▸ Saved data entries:
- - - -

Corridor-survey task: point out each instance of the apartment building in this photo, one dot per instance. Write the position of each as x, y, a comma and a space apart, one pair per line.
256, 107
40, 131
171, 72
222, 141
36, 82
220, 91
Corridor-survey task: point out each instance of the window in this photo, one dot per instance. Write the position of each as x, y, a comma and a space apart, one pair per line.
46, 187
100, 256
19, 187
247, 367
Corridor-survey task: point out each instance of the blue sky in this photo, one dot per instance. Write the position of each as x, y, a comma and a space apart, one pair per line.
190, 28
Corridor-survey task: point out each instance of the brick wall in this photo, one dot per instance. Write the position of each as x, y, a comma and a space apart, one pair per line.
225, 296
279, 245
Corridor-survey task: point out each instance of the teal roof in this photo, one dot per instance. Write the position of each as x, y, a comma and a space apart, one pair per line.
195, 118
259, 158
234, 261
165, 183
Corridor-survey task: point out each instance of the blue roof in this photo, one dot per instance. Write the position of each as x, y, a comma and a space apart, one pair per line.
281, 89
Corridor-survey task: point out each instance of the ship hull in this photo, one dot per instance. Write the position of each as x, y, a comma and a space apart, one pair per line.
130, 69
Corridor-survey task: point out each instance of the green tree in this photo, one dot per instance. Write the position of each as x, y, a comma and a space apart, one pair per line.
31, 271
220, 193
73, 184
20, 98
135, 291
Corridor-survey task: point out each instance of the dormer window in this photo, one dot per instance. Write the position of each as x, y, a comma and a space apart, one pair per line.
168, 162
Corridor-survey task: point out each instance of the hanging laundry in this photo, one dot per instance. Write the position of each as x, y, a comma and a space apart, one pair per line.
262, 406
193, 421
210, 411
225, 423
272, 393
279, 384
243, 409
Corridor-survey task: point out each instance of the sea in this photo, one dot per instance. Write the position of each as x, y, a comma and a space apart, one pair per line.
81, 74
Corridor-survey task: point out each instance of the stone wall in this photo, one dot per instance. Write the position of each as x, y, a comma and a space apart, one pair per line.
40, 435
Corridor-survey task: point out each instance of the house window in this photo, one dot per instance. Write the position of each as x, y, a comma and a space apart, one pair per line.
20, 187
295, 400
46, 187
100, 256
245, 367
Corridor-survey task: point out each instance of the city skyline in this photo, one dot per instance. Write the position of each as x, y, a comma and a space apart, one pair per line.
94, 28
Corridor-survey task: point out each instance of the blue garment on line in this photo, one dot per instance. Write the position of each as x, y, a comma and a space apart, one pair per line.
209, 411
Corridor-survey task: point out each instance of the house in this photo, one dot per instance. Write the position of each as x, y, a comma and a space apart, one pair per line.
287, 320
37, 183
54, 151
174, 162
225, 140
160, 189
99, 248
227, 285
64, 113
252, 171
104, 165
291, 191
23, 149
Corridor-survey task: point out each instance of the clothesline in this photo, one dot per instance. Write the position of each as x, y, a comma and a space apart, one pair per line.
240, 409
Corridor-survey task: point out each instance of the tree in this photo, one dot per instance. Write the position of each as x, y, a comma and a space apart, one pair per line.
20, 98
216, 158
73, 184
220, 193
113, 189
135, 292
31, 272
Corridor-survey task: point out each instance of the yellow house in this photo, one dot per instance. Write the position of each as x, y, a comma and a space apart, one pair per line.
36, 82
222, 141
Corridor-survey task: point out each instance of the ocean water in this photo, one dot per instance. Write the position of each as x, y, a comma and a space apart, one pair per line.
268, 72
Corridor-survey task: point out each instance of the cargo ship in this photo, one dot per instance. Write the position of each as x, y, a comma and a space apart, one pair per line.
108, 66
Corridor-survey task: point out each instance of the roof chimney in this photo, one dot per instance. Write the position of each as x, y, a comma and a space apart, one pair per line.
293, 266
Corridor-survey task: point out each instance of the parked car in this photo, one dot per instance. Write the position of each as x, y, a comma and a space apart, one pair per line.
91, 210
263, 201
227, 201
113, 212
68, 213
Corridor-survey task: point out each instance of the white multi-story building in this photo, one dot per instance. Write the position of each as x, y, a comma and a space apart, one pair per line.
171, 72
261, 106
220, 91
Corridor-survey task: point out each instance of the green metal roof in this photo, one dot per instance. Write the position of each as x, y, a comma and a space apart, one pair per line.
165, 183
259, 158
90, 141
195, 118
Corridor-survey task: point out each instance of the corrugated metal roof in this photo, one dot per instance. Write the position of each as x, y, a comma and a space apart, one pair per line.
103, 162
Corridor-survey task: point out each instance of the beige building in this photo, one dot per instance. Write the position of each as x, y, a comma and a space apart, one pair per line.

- - - -

▸ What this task involves:
Convert these lines into a JSON list of strings, with one string per line and blank lines omitted.

▸ Answer to the task:
[
  "Corridor-survey task: point out each instance of the apartment building in this photo, one dot per instance. Write the position of each as x, y, a comma and a space apart, one pair per line.",
  "256, 107",
  "40, 131",
  "171, 72",
  "222, 141",
  "36, 82",
  "220, 91",
  "Corridor-survey task: point out each instance of the window in this photo, one dot per instance. Write the position of each as x, y, a comma and a space apart, one pair per line.",
  "46, 187",
  "100, 256",
  "19, 187",
  "247, 367",
  "Corridor-survey task: point out each instance of the blue sky in this photo, one dot per instance. Write the position of each as x, y, a comma and a space apart, one pair per line.",
  "190, 28",
  "Corridor-survey task: point out each instance of the brick wall in this photo, one dot per instance. Write the position of each as x, y, a comma and a space apart, one pair per line.",
  "225, 296",
  "279, 245",
  "Corridor-survey task: point out each instance of the teal roof in this photo, one dot per instance. Write the position of each as x, y, a comma and a space apart, one pair per line.",
  "195, 118",
  "259, 158",
  "234, 261",
  "165, 183",
  "Corridor-survey task: point out each instance of the blue roof in this photo, one dot per instance. Write the position of each as x, y, a comma and a space apart, one pair per line.",
  "281, 89",
  "Corridor-survey task: point out each instance of the ship hull in this photo, one dot per instance. Write the position of each as x, y, a comma and a space apart, one pair per line.",
  "130, 69",
  "Corridor-survey task: point out each instance of the green tree in this photo, one dot per instance. Write the position of each as x, y, a comma and a space apart, one pair per line.",
  "31, 271",
  "220, 193",
  "73, 184",
  "20, 98",
  "135, 291",
  "Corridor-survey task: point out each instance of the dormer window in this photo, one dot per instance. Write the position of each as x, y, a comma and a space apart, one pair per line.",
  "168, 162",
  "Corridor-survey task: point out each instance of the hanging laundry in this photo, one dot per instance. Write the position of each as x, y, a comma and a space apart, one pair per line.",
  "262, 406",
  "193, 421",
  "210, 411",
  "225, 423",
  "272, 393",
  "279, 384",
  "243, 409",
  "Corridor-survey task: point out each instance of the sea in this photo, one dot per instance. Write the position of each as x, y, a comma and a space apart, one pair per line.",
  "81, 74",
  "Corridor-survey task: point out each instance of the stone wall in this photo, one dot per instance. Write the position of each as x, y, a comma and a space apart, one pair per line.",
  "40, 435",
  "Corridor-survey task: point out each instance of the house window in this photo, one dot per instance. Write the position of each as x, y, a comma and a space apart, one pair per line.",
  "20, 187",
  "295, 400",
  "46, 187",
  "100, 256",
  "245, 367",
  "Corridor-survey task: point out each instance of the city skyline in this photo, one dot per instance. Write the position of each as x, y, a comma and a space apart, one pair per line.",
  "94, 28",
  "Corridor-survey task: point out each instance of the blue garment on line in this photo, one dot per instance. Write the position of each as x, y, a comma and a space apart, one pair per line.",
  "209, 411",
  "Corridor-survey task: point out each instance of the house in this photo, one dot per instance. Write the position of each as x, y, a comma and a space apart, one pair per line.",
  "287, 320",
  "37, 183",
  "54, 151",
  "174, 162",
  "225, 140",
  "160, 189",
  "99, 248",
  "227, 285",
  "64, 113",
  "252, 171",
  "104, 165",
  "291, 191",
  "23, 149",
  "Corridor-survey task: point out each instance of the clothesline in this photo, one dot per instance. Write the position of each as x, y, a comma and a space apart, one pair per line.",
  "240, 409",
  "Corridor-survey task: point out each instance of the tree in this photo, one dot per instance. Write the position of each as x, y, a comma and a space apart, one pair per line.",
  "20, 98",
  "216, 158",
  "73, 184",
  "220, 193",
  "113, 189",
  "135, 292",
  "31, 272",
  "Corridor-survey task: point out each instance of the yellow house in this photo, one dot per instance. Write the position of each as x, y, a comma and a space apart, one pair per line.",
  "36, 82",
  "222, 141",
  "Corridor-survey task: point out each instance of the ocean water in this photo, one dot per instance. Write the position of each as x, y, a comma and a space apart, one pair per line.",
  "268, 72",
  "Corridor-survey task: point out each instance of the cargo ship in this photo, one dot per instance. Write the position of each as x, y, a comma and a space apart, one pair per line.",
  "108, 66",
  "Corridor-survey task: point out each instance of the roof chimney in this photo, one dot per instance. Write the position of each as x, y, a comma and a space apart, one pair per line.",
  "293, 266",
  "Corridor-survey task: point out each instance of the parked car in this photo, one dot per instance. Write the position of each as x, y, a comma and a space apart, one pair per line.",
  "91, 210",
  "263, 201",
  "227, 201",
  "113, 212",
  "68, 213",
  "Corridor-survey task: point out each instance of the white multi-story building in this photo, one dot per instance. Write the position of each as x, y, a comma and a space apart, one pair per line.",
  "171, 72",
  "261, 106",
  "220, 91",
  "Corridor-survey task: point out each instance of the green metal roof in this photo, one dot per instance. Write the position of each as x, y, a comma and a space apart, one pair per line.",
  "165, 183",
  "259, 158",
  "90, 141",
  "195, 118",
  "Corridor-survey task: point out each instance of the corrugated metal roof in this photo, one dot per instance. Write the position of each as x, y, a comma and a space apart, one pair per line.",
  "103, 162",
  "Corridor-survey task: point out each instance of the beige building in this photo, one dot per instance. Write the position of each as x, y, a comma and a space apart, one pair per line."
]